▶ _Exercise_: Return the records exactly as they stand, and keep the pictures out of the copy.

▶ _Task material_:
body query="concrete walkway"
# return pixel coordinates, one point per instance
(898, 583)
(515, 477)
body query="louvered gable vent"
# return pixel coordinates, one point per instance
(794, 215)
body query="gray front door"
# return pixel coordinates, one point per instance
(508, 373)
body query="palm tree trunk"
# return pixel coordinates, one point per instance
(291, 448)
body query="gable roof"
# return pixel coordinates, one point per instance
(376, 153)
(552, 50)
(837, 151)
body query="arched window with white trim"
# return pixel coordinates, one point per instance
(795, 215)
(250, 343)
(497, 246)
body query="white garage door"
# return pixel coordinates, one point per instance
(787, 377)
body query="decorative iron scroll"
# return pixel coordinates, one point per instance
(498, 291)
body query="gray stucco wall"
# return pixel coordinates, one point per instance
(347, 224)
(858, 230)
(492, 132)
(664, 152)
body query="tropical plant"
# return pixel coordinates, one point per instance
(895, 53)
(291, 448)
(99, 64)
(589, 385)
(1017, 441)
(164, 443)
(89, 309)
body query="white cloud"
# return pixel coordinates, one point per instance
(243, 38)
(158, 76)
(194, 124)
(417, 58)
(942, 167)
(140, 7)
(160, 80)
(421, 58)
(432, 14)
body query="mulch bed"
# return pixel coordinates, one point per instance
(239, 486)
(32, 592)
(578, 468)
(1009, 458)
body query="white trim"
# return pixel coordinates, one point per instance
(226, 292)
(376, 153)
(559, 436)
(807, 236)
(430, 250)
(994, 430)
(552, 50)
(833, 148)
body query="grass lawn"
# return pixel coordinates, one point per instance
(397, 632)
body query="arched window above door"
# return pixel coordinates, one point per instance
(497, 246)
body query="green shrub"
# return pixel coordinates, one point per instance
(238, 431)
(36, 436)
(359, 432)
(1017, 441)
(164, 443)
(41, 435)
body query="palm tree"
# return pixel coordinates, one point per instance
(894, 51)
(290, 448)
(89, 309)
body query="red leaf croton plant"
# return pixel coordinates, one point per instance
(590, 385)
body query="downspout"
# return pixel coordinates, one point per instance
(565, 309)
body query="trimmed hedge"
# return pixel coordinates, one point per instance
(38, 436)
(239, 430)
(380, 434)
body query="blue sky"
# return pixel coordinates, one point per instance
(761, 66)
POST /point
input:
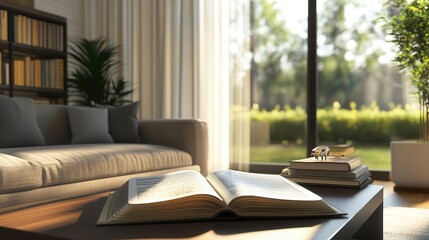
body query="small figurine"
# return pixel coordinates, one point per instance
(320, 151)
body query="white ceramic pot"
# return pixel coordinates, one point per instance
(410, 164)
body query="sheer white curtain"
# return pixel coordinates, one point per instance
(176, 55)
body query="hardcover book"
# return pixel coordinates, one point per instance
(330, 164)
(331, 181)
(187, 196)
(355, 173)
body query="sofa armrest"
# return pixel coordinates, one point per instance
(189, 135)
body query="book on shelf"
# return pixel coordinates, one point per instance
(188, 196)
(330, 164)
(355, 173)
(326, 181)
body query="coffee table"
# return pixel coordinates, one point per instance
(75, 219)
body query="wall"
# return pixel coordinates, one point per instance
(72, 10)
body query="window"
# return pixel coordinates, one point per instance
(362, 99)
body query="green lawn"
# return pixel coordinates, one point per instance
(376, 157)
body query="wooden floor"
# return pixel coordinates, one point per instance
(403, 199)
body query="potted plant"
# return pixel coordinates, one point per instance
(408, 26)
(91, 82)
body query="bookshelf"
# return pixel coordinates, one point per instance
(33, 54)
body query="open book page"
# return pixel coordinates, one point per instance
(232, 184)
(251, 194)
(177, 196)
(168, 187)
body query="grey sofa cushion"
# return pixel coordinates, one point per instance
(89, 125)
(17, 174)
(18, 125)
(54, 123)
(74, 163)
(123, 123)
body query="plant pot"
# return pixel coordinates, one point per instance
(410, 164)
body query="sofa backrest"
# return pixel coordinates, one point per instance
(53, 123)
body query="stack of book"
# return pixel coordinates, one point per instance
(334, 171)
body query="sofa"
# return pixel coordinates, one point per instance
(54, 152)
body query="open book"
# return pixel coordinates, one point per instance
(187, 195)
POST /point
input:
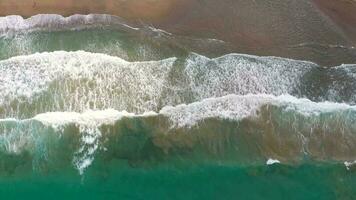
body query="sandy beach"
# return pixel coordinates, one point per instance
(286, 28)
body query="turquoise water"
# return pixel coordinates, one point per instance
(93, 108)
(117, 181)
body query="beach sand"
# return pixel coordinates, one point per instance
(299, 29)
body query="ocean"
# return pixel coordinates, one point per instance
(93, 107)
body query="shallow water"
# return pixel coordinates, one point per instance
(94, 107)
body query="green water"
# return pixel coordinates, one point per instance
(212, 147)
(117, 181)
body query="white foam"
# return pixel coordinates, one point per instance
(348, 165)
(78, 81)
(272, 161)
(237, 107)
(231, 107)
(243, 74)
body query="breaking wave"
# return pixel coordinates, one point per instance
(248, 129)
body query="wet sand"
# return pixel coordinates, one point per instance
(321, 31)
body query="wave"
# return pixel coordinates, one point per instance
(248, 129)
(78, 81)
(52, 22)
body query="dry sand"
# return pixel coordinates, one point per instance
(300, 29)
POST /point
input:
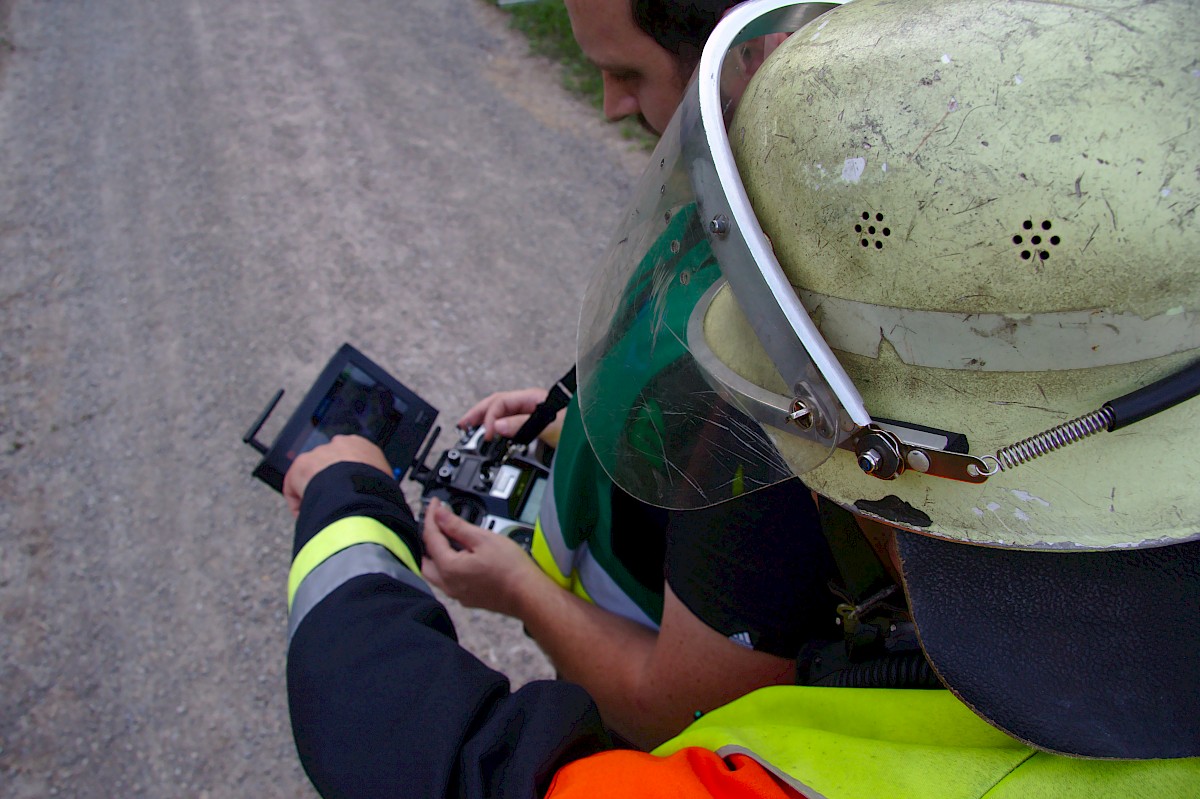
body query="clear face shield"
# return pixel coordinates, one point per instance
(659, 409)
(670, 421)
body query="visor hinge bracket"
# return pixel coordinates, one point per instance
(885, 455)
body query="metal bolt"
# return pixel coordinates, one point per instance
(918, 461)
(869, 461)
(802, 415)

▶ _Result below_:
body query="concrete walkway"
# return pixel coordinates, one point per instance
(898, 583)
(515, 477)
body query="louvered gable vent"
# return pixel coordinates, one point per instance
(794, 215)
body query="gray front door"
# return pixel coordinates, one point per instance
(508, 373)
body query="palm tree trunk"
# return pixel coordinates, one point per instance
(291, 448)
body query="gable roof"
# return pixel coordinates, one point per instance
(376, 153)
(552, 50)
(837, 151)
body query="arched window with white trim"
# return pixel coordinates, one point per instance
(795, 215)
(250, 343)
(497, 246)
body query="white garage door"
# return pixel coordinates, one point per instance
(787, 377)
body query="decorative iron scroll"
# return pixel coordinates, one point per instance
(498, 291)
body query="gray stucco wall"
# return pixel coordinates, one point per instance
(347, 224)
(858, 230)
(492, 132)
(664, 152)
body query="tropical plant"
# return pixel coordinates, one point per instance
(895, 53)
(291, 448)
(99, 64)
(589, 385)
(1017, 441)
(164, 443)
(89, 309)
body query="white cloud"
# return pixel coordinates, one point per instance
(243, 38)
(158, 76)
(194, 124)
(417, 58)
(942, 167)
(140, 7)
(160, 80)
(421, 58)
(432, 14)
body query="mulch bed"
# return pixel coordinates, one point per instance
(239, 486)
(32, 592)
(578, 468)
(1009, 458)
body query="white trim"
# return pixel coordinates, one point per instance
(226, 292)
(376, 153)
(559, 436)
(807, 236)
(430, 250)
(994, 430)
(552, 50)
(833, 148)
body query="grass lawn"
# return pixel coordinates, one point per instance
(397, 632)
body query="arched window above door"
# return pixel coordinates, one point per instance
(497, 246)
body query="green shrub"
# return pixel coordinates, one point per instance
(238, 431)
(36, 436)
(359, 432)
(1017, 441)
(164, 443)
(41, 435)
body query="palm tree"
# return pixel coordinates, one point per instance
(894, 51)
(290, 448)
(89, 309)
body query="red leaf croton plant"
# return pixel coordinates, one point per instance
(590, 385)
body query="downspout"
# return pixel coordinates, one point per instance
(565, 309)
body query="trimmed hedge"
# return pixel coordinates, one point per instance
(38, 436)
(239, 430)
(380, 434)
body query="blue sky"
# return pixel coordinates, one point per instance
(761, 66)
POST /point
input:
body query="small figurine"
# return pixel coordinates, one point per instance
(320, 151)
body query="white ceramic pot"
# return pixel coordinates, one point per instance
(410, 164)
body query="sheer white curtain"
# return pixel coordinates, one point per instance
(176, 55)
body query="hardcover book"
# return pixel coordinates, one point per instance
(330, 164)
(331, 181)
(187, 196)
(355, 173)
body query="sofa armrest"
# return pixel coordinates, one point per instance
(189, 135)
body query="book on shelf"
# return pixel coordinates, one point per instance
(188, 196)
(330, 164)
(355, 173)
(326, 181)
body query="coffee table"
# return pixel coordinates, one point per instance
(75, 219)
body query="wall"
# return pixel coordinates, one point per instance
(72, 10)
body query="window"
# return pixel coordinates, one point per instance
(362, 99)
body query="green lawn"
# return pixel coordinates, one point per instance
(376, 157)
body query="wooden floor"
# return pixel coordinates, one point per instance
(403, 199)
body query="potted plant"
# return pixel coordinates, one point per instance
(408, 26)
(91, 82)
body query="bookshelf"
# return pixel coordinates, one point per instance
(33, 54)
body query="open book page"
# return pixel coordinates, one point per instance
(232, 184)
(251, 194)
(177, 196)
(168, 187)
body query="grey sofa cushion"
# return pixel coordinates, one point per instance
(89, 125)
(17, 174)
(18, 125)
(54, 123)
(74, 163)
(123, 123)
body query="plant pot"
# return pixel coordinates, one point per instance
(410, 164)
body query="sofa backrest"
# return pixel coordinates, one point per instance
(53, 123)
body query="stack of book"
# return pixel coordinates, one point per instance
(334, 171)
body query="sofa"
# return pixel coordinates, one point per instance
(54, 152)
body query="open book"
# return pixel coordinates, one point per instance
(187, 195)
POST /point
input:
body query="sandy beach"
# return pixel coordinates, one point per instance
(286, 28)
body query="turquoise water"
# return pixel coordinates, one point per instance
(93, 108)
(117, 181)
body query="beach sand"
# return pixel coordinates, one point per instance
(299, 29)
body query="ocean"
# return pixel coordinates, one point per instance
(93, 107)
body query="shallow water"
# return pixel coordinates, one point per instance
(94, 107)
body query="green water"
# return pixel coordinates, one point per instance
(212, 147)
(117, 181)
body query="white foam"
# return pixel coordinates, one point per instance
(348, 165)
(78, 81)
(272, 161)
(237, 107)
(231, 107)
(243, 74)
body query="breaking wave"
# return pixel coordinates, one point per instance
(248, 129)
body query="wet sand"
# return pixel coordinates, one point per instance
(321, 31)
body query="wave"
# return pixel coordinates, one point per instance
(248, 129)
(78, 81)
(52, 22)
body query="dry sand"
# return pixel coordinates, one point per instance
(300, 29)
POST /point
input:
body query="clear face shield"
# return pixel coordinates, one point per instance
(659, 409)
(670, 421)
body query="visor hinge bracket"
# return pixel coordinates, one point per instance
(885, 455)
body query="metal bolt"
# return pixel coordinates, one point per instance
(918, 461)
(869, 461)
(802, 415)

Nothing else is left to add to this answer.